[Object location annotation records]
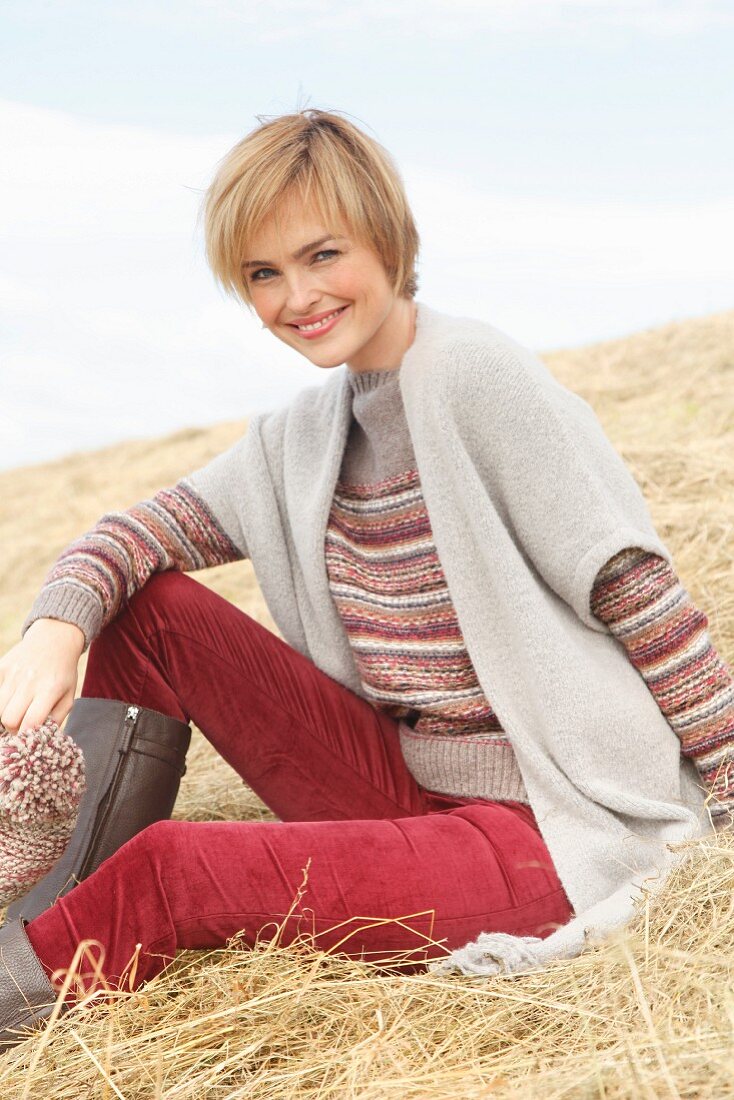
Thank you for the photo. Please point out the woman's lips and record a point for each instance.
(322, 329)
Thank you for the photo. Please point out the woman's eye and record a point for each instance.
(263, 274)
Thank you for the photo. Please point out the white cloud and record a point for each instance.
(110, 325)
(272, 20)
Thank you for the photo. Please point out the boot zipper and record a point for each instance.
(128, 730)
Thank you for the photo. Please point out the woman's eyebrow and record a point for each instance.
(296, 255)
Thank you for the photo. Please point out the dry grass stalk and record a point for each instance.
(649, 1013)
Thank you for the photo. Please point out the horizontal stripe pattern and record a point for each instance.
(173, 529)
(647, 608)
(392, 596)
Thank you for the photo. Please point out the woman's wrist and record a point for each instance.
(67, 633)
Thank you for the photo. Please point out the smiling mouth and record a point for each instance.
(325, 322)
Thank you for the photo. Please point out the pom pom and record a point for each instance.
(42, 781)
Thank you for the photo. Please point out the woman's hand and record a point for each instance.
(39, 675)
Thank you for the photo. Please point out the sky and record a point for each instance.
(570, 166)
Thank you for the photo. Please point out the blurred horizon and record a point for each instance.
(568, 163)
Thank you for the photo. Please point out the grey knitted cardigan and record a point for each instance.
(527, 499)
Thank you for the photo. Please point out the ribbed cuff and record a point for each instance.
(68, 602)
(463, 767)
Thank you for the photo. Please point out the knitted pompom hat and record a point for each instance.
(42, 780)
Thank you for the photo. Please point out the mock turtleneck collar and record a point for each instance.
(364, 381)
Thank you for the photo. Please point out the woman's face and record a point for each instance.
(322, 293)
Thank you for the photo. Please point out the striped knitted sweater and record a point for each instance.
(393, 600)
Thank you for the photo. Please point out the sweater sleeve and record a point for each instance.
(563, 493)
(646, 607)
(95, 575)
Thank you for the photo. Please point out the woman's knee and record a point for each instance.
(153, 851)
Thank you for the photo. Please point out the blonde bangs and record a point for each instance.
(316, 157)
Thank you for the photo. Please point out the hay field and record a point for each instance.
(649, 1014)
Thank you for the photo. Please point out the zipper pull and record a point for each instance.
(129, 728)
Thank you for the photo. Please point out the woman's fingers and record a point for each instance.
(63, 707)
(26, 710)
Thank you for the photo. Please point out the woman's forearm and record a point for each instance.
(641, 598)
(96, 574)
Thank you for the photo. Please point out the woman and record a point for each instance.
(494, 705)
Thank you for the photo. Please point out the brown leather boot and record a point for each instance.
(26, 997)
(134, 761)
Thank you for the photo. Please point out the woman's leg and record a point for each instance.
(310, 748)
(417, 886)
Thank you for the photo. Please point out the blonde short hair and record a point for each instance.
(316, 155)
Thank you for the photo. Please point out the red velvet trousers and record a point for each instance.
(395, 870)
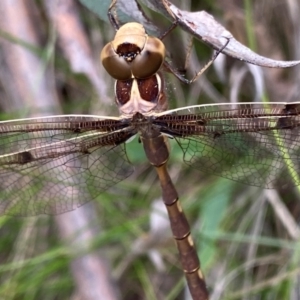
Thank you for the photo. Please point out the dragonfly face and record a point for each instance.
(132, 53)
(54, 164)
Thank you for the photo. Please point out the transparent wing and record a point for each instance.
(255, 144)
(52, 171)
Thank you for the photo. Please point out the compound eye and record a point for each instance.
(114, 64)
(150, 59)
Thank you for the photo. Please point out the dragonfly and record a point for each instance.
(54, 164)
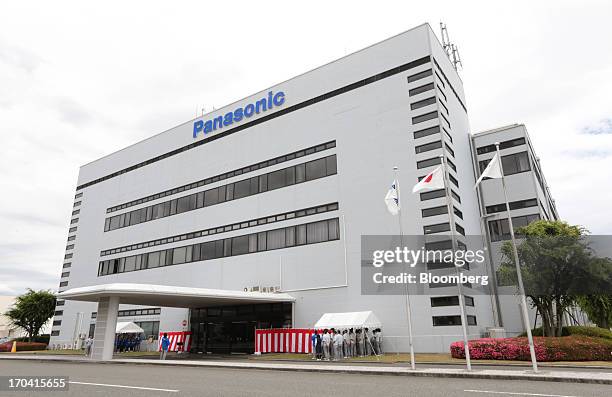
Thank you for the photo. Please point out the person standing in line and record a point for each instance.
(352, 342)
(165, 345)
(375, 341)
(379, 341)
(345, 344)
(367, 337)
(338, 342)
(326, 339)
(88, 344)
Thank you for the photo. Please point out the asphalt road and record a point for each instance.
(114, 380)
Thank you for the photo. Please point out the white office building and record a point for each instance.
(251, 216)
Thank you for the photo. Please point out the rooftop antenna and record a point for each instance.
(452, 51)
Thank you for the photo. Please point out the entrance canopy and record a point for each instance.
(170, 296)
(348, 320)
(128, 328)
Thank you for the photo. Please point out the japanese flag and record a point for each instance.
(392, 199)
(493, 170)
(433, 180)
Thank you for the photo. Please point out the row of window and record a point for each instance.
(514, 205)
(134, 312)
(502, 145)
(300, 173)
(450, 85)
(226, 228)
(291, 236)
(440, 321)
(432, 194)
(511, 164)
(440, 301)
(328, 95)
(226, 175)
(499, 229)
(442, 227)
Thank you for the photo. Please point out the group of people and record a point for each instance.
(332, 344)
(127, 343)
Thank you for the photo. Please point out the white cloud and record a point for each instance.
(72, 73)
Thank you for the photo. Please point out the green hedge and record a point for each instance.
(23, 346)
(570, 348)
(39, 339)
(593, 332)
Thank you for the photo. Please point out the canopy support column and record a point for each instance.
(106, 323)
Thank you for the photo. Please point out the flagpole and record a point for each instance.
(451, 215)
(534, 361)
(408, 311)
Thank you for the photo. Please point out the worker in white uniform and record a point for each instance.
(326, 340)
(338, 341)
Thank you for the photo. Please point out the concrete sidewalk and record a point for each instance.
(511, 374)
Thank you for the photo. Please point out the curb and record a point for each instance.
(567, 377)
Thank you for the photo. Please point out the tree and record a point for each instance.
(557, 266)
(31, 311)
(598, 308)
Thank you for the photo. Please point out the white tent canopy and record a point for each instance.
(128, 328)
(349, 320)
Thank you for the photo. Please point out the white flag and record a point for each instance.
(392, 199)
(433, 180)
(493, 170)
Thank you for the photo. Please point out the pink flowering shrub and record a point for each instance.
(568, 348)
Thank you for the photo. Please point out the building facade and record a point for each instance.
(272, 193)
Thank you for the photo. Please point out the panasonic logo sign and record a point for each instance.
(237, 115)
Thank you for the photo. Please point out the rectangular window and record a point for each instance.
(502, 145)
(424, 117)
(423, 103)
(428, 162)
(438, 228)
(316, 169)
(426, 132)
(439, 321)
(499, 229)
(432, 194)
(434, 211)
(427, 147)
(421, 89)
(420, 75)
(514, 205)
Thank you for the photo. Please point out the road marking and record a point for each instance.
(517, 393)
(123, 386)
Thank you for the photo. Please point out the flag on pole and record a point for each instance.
(493, 170)
(433, 180)
(392, 199)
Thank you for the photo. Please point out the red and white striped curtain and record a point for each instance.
(175, 338)
(283, 340)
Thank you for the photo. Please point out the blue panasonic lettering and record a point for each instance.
(260, 106)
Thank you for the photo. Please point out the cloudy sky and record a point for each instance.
(80, 80)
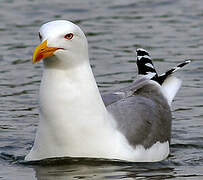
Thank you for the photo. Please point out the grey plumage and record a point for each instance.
(142, 113)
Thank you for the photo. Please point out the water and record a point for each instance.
(170, 30)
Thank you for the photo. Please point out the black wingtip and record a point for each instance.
(144, 64)
(162, 77)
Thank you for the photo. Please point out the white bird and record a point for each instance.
(132, 124)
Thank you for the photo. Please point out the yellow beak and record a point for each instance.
(42, 51)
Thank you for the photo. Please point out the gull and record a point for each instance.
(75, 120)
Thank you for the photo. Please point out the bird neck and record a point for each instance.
(71, 95)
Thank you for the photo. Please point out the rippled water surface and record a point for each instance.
(172, 31)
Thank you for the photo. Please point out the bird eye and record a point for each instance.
(68, 36)
(40, 37)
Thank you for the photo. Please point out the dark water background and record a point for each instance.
(172, 31)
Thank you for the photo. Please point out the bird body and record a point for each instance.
(132, 124)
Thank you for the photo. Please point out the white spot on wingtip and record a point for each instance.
(149, 65)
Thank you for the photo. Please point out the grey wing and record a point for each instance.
(142, 113)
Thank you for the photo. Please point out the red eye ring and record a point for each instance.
(40, 36)
(68, 36)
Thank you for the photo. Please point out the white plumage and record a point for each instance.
(73, 118)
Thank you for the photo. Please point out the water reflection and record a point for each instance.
(86, 168)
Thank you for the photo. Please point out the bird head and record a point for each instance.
(62, 42)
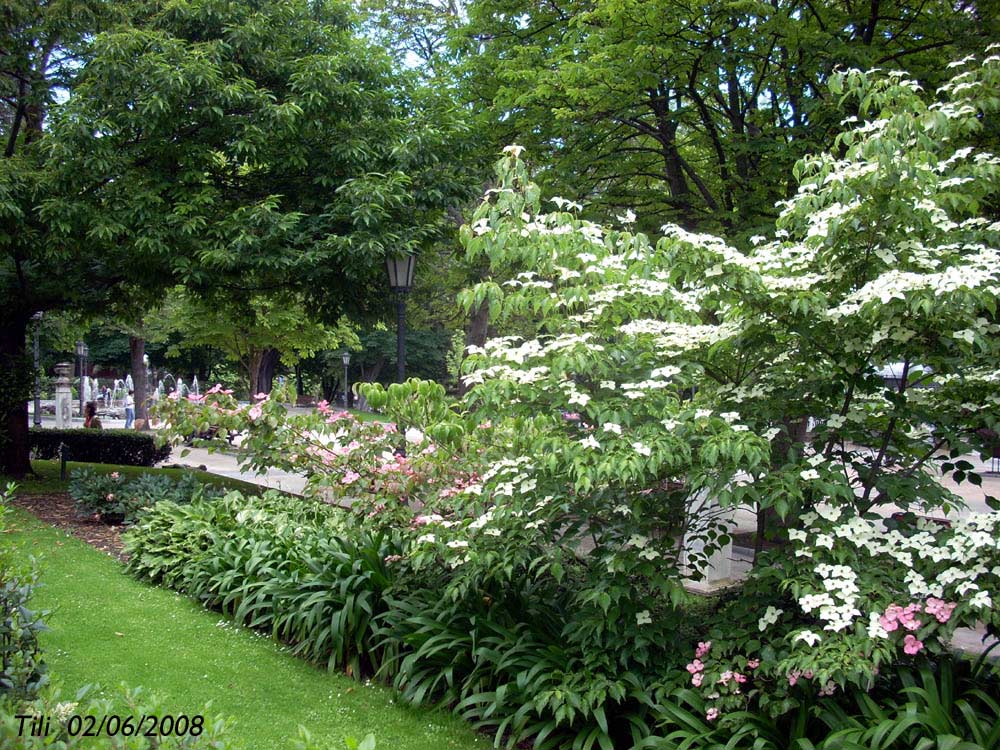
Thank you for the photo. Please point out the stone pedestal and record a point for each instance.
(718, 571)
(64, 395)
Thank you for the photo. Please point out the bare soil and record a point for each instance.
(57, 509)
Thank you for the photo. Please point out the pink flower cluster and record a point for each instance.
(939, 608)
(728, 675)
(895, 616)
(911, 645)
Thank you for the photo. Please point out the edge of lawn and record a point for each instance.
(109, 628)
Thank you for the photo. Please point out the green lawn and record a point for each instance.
(47, 479)
(108, 628)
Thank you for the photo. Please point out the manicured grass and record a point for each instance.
(48, 476)
(108, 628)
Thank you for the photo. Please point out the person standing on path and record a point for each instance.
(129, 409)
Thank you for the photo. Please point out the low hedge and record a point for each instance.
(123, 447)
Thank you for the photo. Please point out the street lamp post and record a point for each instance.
(345, 357)
(37, 317)
(400, 282)
(82, 350)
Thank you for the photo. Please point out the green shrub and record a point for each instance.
(506, 666)
(277, 564)
(117, 499)
(944, 706)
(122, 447)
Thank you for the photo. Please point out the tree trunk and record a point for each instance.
(137, 352)
(15, 385)
(262, 372)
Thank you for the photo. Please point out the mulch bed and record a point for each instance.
(57, 509)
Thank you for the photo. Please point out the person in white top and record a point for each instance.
(129, 410)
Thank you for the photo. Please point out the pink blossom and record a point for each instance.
(911, 645)
(887, 624)
(695, 666)
(940, 609)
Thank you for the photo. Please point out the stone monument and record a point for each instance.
(64, 395)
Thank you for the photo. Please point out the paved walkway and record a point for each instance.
(226, 464)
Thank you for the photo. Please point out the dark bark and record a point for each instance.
(137, 352)
(15, 385)
(475, 333)
(262, 381)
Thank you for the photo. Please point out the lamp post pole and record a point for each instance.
(37, 317)
(345, 357)
(400, 282)
(400, 337)
(81, 354)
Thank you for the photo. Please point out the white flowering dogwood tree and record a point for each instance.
(643, 383)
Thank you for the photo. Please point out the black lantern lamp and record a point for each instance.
(82, 350)
(345, 357)
(400, 282)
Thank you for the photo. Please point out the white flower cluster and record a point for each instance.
(967, 561)
(838, 604)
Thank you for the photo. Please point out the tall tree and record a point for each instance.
(236, 147)
(693, 112)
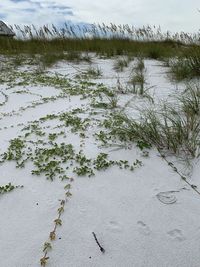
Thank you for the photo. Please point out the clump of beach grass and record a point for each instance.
(173, 128)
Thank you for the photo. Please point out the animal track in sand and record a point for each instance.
(143, 228)
(176, 234)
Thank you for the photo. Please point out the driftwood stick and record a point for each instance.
(101, 248)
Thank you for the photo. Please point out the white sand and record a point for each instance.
(121, 207)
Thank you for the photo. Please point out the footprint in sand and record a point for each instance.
(114, 227)
(143, 228)
(176, 234)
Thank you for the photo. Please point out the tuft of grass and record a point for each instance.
(187, 65)
(120, 64)
(138, 79)
(174, 128)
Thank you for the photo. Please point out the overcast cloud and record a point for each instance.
(175, 15)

### YOUR TASK
Rewrite the stretch from the line containing "Thank you for the photo. Please point out the animal" through the end of the records, changing "in sand" to "on the sand" and leaving everything else untouched. Give only those lines.

### EXPECTED ANSWER
Thank you for the photo. Please point out the animal track on the sand and record a point for each instance.
(143, 228)
(176, 234)
Thank you for the photo. Please point out the driftwood stick and record a point for each instance.
(101, 248)
Thank you for the photo. Please point out the white sand and record a point for each instance.
(121, 207)
Thank you for the photo. Please point out the footprint on the sand and record a point for each instance.
(114, 227)
(143, 228)
(176, 234)
Thank you for the photo. Please point out the tuft of grass and record a point for each instance.
(187, 65)
(120, 64)
(138, 79)
(174, 128)
Thank you for the photo. Please point out the overcast cloud and record a point for each instance.
(175, 15)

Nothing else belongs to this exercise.